Using the records below, output the stretch that opens with the line containing "For this exercise we mark the black montera" and closes with the line containing "For this exercise we mark the bull's ear", exactly and including both lines, with nothing more.

(Region pointing data)

'''

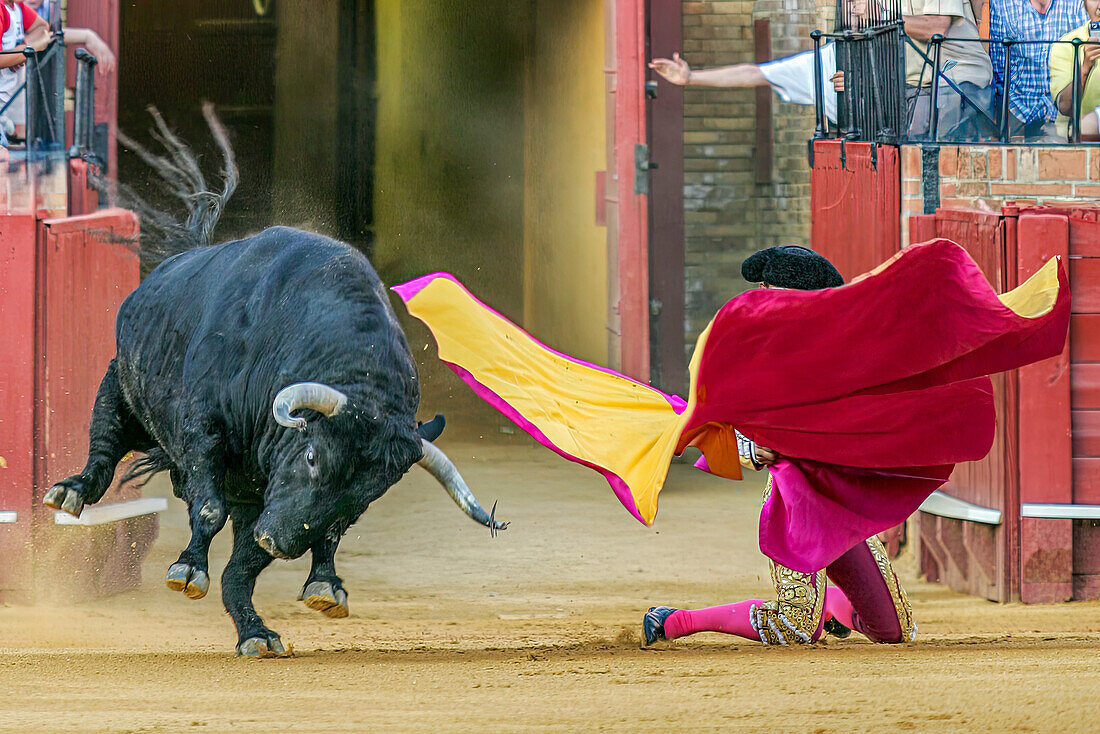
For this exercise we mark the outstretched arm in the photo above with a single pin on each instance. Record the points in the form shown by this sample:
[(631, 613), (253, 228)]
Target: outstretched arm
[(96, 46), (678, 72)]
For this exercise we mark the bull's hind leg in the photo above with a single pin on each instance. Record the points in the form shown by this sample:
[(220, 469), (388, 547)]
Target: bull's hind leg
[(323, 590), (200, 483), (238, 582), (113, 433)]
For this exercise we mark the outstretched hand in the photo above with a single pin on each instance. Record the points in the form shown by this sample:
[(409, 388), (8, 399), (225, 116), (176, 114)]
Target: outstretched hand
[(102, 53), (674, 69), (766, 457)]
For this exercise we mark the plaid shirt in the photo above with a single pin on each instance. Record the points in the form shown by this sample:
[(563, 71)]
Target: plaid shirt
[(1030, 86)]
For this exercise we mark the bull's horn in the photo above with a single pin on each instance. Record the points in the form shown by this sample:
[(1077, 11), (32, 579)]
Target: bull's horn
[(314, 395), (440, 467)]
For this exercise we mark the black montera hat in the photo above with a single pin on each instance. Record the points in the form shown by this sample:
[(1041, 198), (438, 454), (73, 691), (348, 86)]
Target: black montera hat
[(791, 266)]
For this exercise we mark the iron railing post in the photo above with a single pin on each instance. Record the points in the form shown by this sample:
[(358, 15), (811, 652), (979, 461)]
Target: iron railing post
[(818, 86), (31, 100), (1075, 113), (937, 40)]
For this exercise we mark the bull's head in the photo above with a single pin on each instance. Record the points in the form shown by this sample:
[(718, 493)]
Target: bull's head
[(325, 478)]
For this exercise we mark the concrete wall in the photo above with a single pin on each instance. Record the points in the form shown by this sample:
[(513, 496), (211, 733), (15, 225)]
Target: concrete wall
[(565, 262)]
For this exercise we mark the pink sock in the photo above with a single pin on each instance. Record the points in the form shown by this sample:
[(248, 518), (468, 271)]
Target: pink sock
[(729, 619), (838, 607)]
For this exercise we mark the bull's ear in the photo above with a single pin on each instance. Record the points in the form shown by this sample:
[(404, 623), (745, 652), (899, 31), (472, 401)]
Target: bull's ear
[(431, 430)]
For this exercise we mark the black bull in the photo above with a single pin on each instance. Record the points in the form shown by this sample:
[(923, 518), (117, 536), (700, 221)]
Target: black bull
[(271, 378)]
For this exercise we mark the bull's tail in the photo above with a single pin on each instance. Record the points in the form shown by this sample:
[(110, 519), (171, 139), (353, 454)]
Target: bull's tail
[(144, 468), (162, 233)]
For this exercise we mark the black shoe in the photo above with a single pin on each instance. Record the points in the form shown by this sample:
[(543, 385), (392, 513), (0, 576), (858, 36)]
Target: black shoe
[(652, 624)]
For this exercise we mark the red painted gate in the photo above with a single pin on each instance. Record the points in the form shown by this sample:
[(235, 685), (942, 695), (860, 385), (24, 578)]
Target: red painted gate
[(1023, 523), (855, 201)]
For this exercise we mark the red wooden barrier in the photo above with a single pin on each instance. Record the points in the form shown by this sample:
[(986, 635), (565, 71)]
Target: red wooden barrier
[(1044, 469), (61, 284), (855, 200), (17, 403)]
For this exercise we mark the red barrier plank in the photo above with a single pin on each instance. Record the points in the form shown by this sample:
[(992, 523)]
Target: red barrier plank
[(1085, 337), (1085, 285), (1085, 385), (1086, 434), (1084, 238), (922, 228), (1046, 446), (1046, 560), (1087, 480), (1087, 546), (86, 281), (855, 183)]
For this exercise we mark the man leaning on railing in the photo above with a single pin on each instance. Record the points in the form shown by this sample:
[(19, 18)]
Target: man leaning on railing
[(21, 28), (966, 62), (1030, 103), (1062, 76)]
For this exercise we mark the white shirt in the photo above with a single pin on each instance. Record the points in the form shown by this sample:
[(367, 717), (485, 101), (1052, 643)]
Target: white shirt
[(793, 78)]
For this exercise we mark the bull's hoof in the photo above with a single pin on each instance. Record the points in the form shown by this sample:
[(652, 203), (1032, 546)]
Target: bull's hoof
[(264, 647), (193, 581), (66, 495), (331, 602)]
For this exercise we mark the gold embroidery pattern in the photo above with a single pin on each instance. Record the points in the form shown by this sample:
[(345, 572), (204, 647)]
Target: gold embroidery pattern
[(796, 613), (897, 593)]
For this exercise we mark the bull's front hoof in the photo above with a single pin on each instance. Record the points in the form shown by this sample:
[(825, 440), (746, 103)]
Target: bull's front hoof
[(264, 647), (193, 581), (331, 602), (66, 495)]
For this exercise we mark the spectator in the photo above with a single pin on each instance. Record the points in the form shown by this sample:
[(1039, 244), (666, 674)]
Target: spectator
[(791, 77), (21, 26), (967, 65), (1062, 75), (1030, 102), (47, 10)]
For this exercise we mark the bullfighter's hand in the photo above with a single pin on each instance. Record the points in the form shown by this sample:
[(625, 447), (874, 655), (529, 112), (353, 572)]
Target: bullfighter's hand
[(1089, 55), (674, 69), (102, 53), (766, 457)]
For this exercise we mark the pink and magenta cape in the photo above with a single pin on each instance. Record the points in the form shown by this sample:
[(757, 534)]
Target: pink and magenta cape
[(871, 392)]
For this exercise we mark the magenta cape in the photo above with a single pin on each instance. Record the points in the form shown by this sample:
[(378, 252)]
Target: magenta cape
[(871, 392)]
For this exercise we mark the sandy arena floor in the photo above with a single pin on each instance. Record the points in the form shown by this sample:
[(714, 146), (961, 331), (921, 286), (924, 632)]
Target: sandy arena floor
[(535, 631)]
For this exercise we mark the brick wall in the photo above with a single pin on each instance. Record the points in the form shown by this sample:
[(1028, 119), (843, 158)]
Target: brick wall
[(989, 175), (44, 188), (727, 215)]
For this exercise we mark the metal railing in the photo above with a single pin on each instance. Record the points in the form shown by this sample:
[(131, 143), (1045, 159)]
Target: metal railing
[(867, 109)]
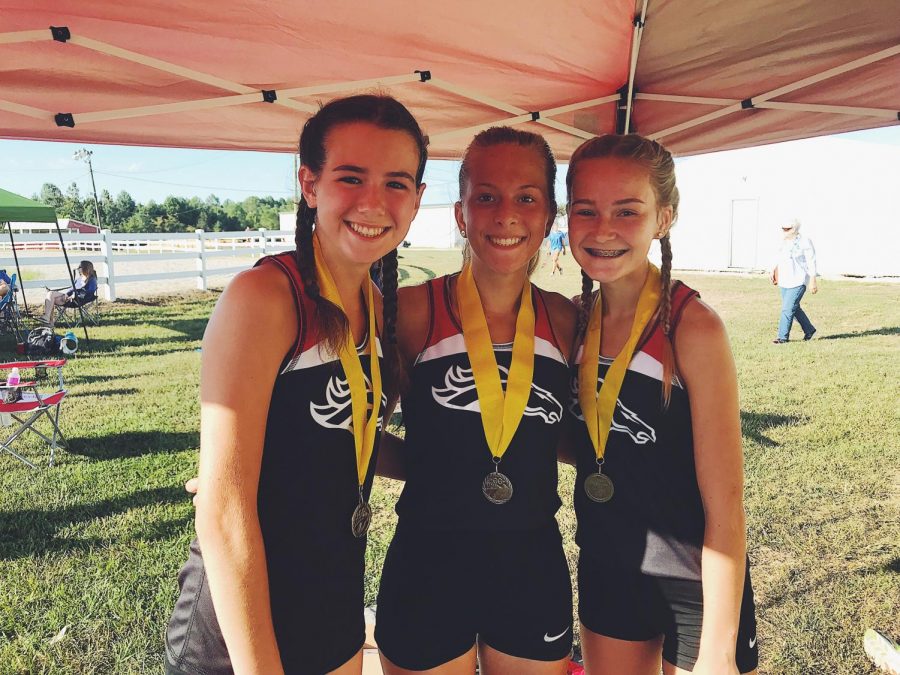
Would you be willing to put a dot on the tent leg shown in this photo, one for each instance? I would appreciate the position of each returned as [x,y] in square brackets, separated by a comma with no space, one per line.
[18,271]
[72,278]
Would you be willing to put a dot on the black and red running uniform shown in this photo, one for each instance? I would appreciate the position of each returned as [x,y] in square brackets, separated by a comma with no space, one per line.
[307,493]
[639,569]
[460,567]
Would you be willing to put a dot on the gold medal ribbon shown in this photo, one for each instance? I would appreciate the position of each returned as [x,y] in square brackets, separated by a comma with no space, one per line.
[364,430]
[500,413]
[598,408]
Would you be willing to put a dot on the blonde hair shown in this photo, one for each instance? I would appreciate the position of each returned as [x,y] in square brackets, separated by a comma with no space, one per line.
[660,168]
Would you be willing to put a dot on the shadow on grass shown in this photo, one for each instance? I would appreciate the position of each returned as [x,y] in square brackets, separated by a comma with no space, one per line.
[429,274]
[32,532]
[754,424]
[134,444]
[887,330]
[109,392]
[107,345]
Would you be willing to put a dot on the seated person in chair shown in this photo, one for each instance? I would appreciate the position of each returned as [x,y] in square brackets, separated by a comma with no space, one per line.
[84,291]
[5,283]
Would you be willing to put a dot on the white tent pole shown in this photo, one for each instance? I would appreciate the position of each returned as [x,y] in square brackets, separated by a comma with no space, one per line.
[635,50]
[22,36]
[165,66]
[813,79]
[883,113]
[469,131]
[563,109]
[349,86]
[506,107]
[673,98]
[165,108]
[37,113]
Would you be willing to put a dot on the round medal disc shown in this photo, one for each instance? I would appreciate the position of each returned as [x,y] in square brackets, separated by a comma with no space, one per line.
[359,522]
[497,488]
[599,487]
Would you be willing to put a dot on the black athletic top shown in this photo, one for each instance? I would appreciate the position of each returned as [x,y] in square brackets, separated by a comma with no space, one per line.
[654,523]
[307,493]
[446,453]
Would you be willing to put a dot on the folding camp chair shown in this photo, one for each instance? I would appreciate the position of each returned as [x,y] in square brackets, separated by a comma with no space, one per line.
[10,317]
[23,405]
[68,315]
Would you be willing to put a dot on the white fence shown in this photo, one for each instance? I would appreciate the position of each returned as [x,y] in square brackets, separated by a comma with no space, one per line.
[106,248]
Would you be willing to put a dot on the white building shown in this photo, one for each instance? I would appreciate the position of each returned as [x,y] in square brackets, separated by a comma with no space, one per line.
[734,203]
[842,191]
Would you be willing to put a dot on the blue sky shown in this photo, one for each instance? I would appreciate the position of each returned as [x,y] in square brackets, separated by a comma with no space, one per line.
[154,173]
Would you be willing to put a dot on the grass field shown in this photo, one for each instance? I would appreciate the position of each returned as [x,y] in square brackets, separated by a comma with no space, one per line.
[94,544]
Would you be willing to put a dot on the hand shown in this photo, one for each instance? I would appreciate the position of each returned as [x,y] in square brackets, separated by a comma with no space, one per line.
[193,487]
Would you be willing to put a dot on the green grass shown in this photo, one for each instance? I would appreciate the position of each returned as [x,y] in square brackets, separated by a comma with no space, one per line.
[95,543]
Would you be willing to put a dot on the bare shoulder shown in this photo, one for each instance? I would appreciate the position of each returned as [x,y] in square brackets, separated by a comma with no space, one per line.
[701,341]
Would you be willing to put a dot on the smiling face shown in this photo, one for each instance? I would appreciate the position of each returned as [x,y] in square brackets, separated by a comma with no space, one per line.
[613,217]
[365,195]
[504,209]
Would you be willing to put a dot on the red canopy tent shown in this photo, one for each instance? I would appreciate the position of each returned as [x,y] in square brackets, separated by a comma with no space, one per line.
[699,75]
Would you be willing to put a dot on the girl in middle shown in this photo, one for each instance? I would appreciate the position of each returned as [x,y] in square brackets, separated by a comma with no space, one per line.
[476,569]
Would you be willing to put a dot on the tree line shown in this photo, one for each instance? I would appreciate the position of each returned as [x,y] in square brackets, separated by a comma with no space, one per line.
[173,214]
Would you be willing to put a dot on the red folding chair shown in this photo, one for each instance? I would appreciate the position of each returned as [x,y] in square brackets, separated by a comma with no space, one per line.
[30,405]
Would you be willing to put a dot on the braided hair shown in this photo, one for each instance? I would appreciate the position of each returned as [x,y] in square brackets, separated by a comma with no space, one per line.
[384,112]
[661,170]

'''

**Your solution:**
For this exercise we mark the black montera hat in the photo above with a single pin on each instance. Record the points in the form shown by this sample:
[(1041, 198), (438, 454), (73, 691), (348, 86)]
Target: black montera hat
[(791, 266)]
For this exercise we mark the iron railing post in the photo above with a single pin on each instance. Record the points in the form shown by this sample:
[(358, 15), (811, 652), (979, 461)]
Target: iron railing post
[(818, 86), (31, 100), (1075, 113), (937, 40)]
For this exercise we mark the bull's head in the photo above with a single pin on each instance. Record the points in the form shown by this sample:
[(718, 493)]
Target: bull's head
[(325, 478)]
For this exercise we mark the concrete wall in the photo above with a single pin on each instance. Record the points in the form shown by this sample:
[(513, 496), (211, 733), (15, 225)]
Target: concrete wall
[(565, 262)]
For this exercise we mark the pink sock in the photo above with a single pin on each instance. Record the points in the form shown by this sample:
[(248, 518), (468, 271)]
Target: pink sock
[(729, 619), (838, 607)]
For this exercise we mark the bull's ear in the photo above with a single pin on each instance. Record the points in the form shown by this sample:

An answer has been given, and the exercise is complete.